Short problem: Reproduce the data starting at the line containing "formatted like (1028,628)." and ending at the line containing "Target: snow blower machine", with the requests included. Offset every number in the answer coordinates by 113, and leave the sample pairs inside the requests unchanged.

Stored rows:
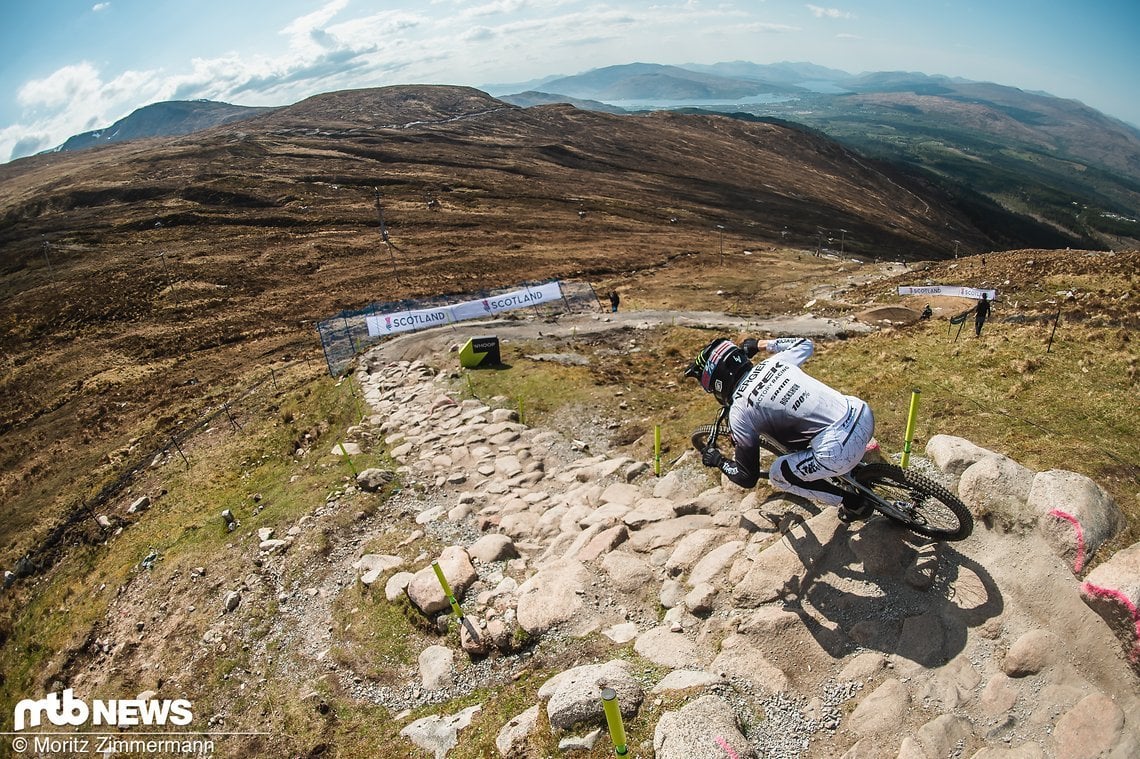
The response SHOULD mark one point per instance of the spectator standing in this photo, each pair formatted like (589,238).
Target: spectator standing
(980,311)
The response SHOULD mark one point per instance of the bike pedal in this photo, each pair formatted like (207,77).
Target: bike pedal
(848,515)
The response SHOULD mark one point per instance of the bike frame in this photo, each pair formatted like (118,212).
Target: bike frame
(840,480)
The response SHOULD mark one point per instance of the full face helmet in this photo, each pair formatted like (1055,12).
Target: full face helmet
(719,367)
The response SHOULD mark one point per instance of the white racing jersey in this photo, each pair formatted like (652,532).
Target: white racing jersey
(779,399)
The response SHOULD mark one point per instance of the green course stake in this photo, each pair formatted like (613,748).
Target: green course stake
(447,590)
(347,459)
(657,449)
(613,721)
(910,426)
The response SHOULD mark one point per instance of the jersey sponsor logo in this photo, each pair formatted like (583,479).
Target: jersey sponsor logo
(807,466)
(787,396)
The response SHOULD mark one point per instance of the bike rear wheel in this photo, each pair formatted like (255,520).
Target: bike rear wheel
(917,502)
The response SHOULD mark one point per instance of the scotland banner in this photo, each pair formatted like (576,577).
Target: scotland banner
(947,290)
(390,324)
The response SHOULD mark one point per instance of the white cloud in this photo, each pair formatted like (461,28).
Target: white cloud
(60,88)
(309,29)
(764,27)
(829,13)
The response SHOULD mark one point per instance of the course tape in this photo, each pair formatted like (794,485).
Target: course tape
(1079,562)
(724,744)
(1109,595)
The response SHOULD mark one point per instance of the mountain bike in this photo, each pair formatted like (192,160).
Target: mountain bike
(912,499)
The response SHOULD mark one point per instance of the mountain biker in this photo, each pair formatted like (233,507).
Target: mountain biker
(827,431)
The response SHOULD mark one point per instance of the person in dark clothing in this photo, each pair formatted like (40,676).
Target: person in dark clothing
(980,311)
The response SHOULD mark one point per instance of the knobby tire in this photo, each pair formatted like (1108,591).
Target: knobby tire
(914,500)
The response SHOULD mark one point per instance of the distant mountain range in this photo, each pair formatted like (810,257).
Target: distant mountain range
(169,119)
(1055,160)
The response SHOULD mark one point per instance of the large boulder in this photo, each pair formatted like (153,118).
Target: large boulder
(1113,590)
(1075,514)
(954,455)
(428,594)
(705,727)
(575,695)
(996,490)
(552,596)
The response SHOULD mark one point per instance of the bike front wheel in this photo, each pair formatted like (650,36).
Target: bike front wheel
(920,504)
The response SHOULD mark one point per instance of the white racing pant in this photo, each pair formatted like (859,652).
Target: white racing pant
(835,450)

==

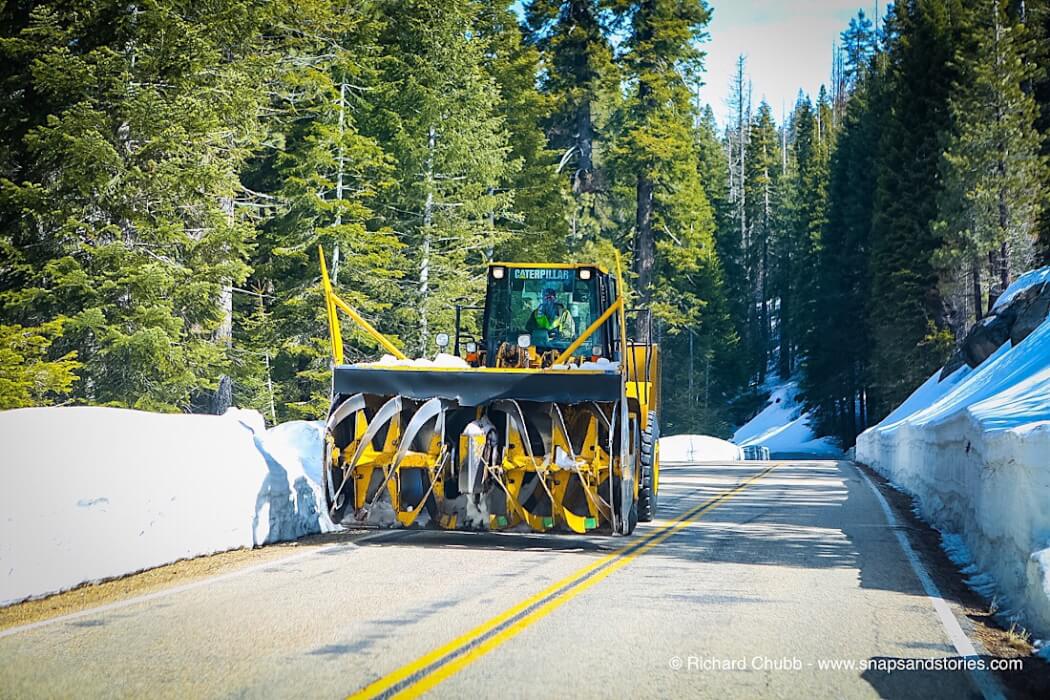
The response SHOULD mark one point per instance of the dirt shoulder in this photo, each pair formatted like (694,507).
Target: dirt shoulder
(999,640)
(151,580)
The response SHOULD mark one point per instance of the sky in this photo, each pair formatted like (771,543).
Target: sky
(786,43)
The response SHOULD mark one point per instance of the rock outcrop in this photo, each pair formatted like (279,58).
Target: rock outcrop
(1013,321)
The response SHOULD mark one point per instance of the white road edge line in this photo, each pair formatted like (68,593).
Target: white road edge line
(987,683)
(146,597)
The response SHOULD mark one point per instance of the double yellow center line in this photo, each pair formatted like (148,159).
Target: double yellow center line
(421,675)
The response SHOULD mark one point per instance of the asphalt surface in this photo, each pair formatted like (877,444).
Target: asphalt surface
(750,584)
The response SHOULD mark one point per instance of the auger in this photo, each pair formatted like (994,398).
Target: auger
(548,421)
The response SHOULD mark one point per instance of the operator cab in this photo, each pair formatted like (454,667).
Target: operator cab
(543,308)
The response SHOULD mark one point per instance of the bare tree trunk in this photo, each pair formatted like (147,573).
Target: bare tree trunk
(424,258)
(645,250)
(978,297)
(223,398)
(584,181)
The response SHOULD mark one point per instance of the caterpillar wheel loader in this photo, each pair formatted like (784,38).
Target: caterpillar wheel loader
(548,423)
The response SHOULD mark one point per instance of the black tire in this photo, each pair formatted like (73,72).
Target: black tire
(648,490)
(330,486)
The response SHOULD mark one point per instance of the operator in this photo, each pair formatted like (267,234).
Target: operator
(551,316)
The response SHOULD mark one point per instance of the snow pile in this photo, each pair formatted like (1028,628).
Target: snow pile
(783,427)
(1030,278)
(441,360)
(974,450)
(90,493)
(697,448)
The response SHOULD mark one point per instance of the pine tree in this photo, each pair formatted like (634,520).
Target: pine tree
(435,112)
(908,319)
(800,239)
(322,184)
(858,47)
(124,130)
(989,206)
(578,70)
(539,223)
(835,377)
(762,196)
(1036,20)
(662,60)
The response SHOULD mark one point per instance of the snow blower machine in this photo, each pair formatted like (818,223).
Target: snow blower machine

---

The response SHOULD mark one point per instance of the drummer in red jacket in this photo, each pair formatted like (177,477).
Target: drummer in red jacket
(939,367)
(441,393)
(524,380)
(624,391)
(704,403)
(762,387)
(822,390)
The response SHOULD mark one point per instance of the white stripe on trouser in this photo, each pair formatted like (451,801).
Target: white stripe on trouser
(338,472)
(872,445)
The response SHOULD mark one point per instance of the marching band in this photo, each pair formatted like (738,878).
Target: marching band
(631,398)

Output for this task:
The response SHOULD mark one point per instance of the snow pile in this photo, each pair formatted like (1028,628).
Target: snow pile
(896,540)
(1143,391)
(554,473)
(1087,563)
(203,606)
(810,561)
The response SHOULD mark one point per instance of the pine tree in this photo, each pair formatted like (634,520).
Target: pine tree
(548,225)
(1021,432)
(913,352)
(435,297)
(971,160)
(237,243)
(1102,319)
(691,183)
(652,336)
(948,490)
(875,309)
(1149,133)
(775,173)
The response SHOULD mark one point per instance of the snow blower machine in this photo, each pair formatted like (818,223).
Target: snow blower machine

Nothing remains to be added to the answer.